TASK TO CARRY OUT -> Starting at the line with "Target: eyeglasses" and going on through the line with "one marker per instance, written like [741,67]", reproduce each line in the records below exactly and nothing more.

SOURCE DATA ->
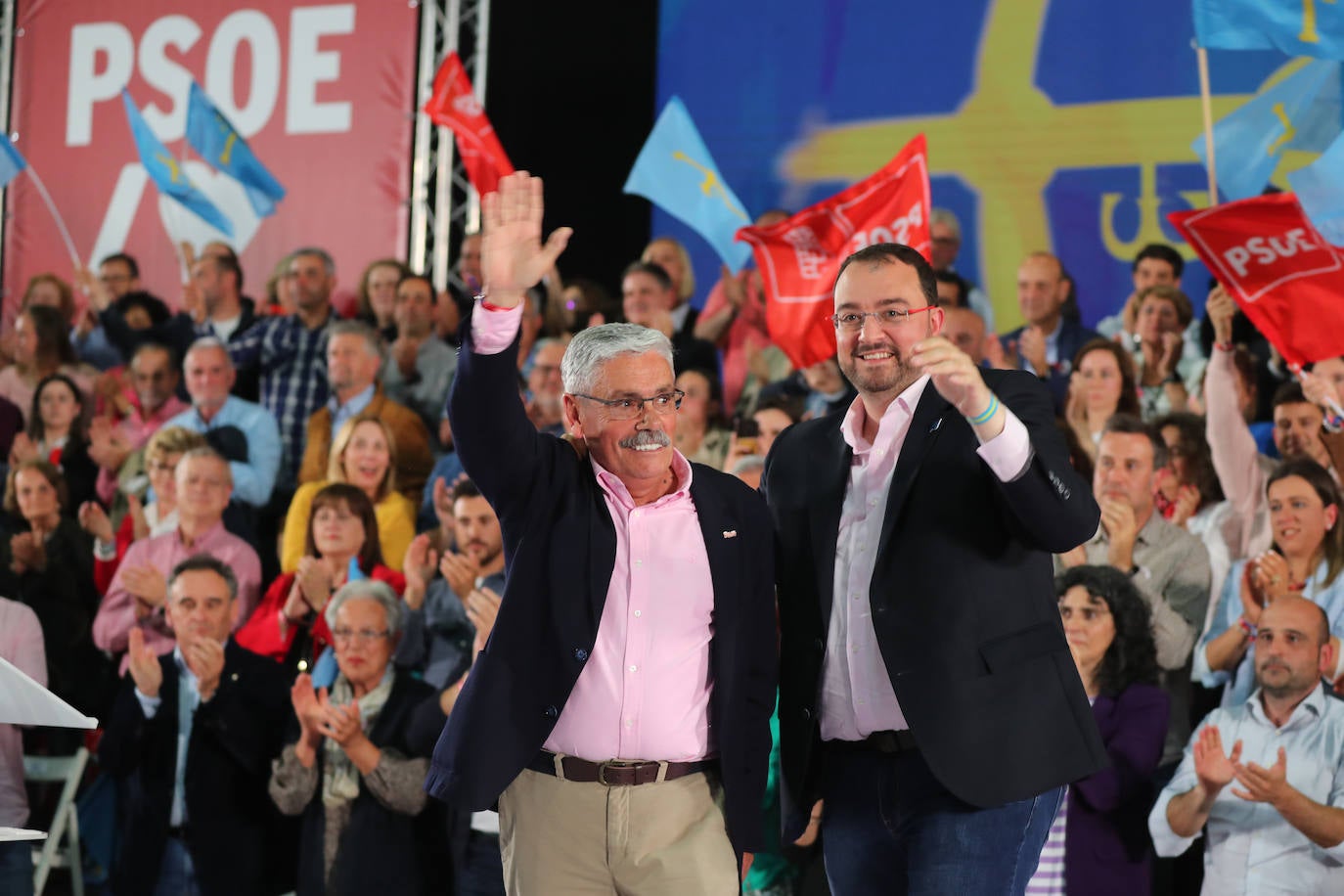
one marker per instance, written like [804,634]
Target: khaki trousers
[570,838]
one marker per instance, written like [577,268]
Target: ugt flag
[1286,278]
[798,256]
[167,171]
[219,143]
[676,173]
[1301,112]
[453,105]
[1297,27]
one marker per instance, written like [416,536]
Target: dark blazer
[963,600]
[234,831]
[1073,336]
[1106,848]
[560,543]
[381,850]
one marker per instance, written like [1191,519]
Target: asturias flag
[455,105]
[798,256]
[219,143]
[676,173]
[167,171]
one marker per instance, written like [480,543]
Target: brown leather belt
[613,773]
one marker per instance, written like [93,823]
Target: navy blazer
[1071,337]
[560,547]
[963,600]
[1106,848]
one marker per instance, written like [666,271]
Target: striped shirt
[291,362]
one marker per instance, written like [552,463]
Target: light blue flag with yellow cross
[1301,112]
[676,173]
[167,172]
[219,143]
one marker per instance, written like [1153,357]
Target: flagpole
[56,214]
[1207,108]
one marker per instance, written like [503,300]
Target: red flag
[453,105]
[1281,272]
[798,258]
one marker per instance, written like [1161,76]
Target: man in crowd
[420,366]
[1168,565]
[354,357]
[191,738]
[1046,344]
[135,601]
[571,676]
[243,431]
[913,538]
[1266,778]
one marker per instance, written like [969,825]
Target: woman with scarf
[356,770]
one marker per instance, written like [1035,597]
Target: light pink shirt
[21,644]
[117,612]
[644,691]
[856,694]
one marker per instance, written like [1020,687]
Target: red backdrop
[324,96]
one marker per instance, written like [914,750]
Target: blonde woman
[363,454]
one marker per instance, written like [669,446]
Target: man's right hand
[513,255]
[144,664]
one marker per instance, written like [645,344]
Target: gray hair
[594,347]
[373,341]
[369,590]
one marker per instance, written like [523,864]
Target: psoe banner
[322,92]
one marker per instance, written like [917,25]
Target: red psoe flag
[455,105]
[798,256]
[1281,272]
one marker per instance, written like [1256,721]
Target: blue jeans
[888,827]
[17,868]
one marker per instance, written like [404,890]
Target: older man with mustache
[620,711]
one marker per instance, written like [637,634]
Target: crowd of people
[238,532]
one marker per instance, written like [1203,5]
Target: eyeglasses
[351,636]
[1086,614]
[852,321]
[628,409]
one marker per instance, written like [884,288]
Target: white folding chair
[65,824]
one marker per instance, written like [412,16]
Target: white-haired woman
[356,770]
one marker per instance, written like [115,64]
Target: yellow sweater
[395,527]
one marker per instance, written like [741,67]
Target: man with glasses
[620,711]
[924,675]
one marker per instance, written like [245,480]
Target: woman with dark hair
[57,432]
[1305,559]
[1098,842]
[341,544]
[40,348]
[1100,385]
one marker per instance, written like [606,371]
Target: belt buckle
[613,763]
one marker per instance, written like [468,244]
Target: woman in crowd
[1098,842]
[1164,312]
[49,565]
[700,432]
[1305,559]
[377,294]
[365,456]
[42,348]
[340,544]
[57,432]
[356,770]
[141,520]
[1100,385]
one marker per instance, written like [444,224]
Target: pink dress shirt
[856,694]
[644,691]
[21,644]
[117,612]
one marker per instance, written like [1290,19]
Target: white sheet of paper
[23,701]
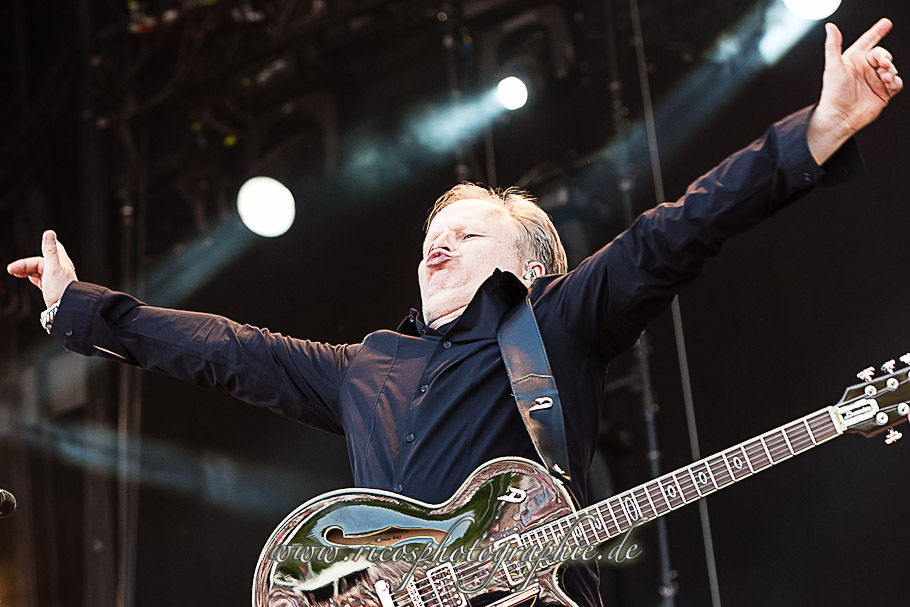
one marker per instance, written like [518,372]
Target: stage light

REPLY ->
Target: eyeglasses
[351,636]
[1086,614]
[852,321]
[628,409]
one marker per instance, written like [884,288]
Target: white folding chair
[65,824]
one marker per instance, written like [412,16]
Target: white-haired woman
[356,770]
one marker per instance, written like [115,64]
Target: yellow sweater
[395,527]
one marker per instance, written like [741,67]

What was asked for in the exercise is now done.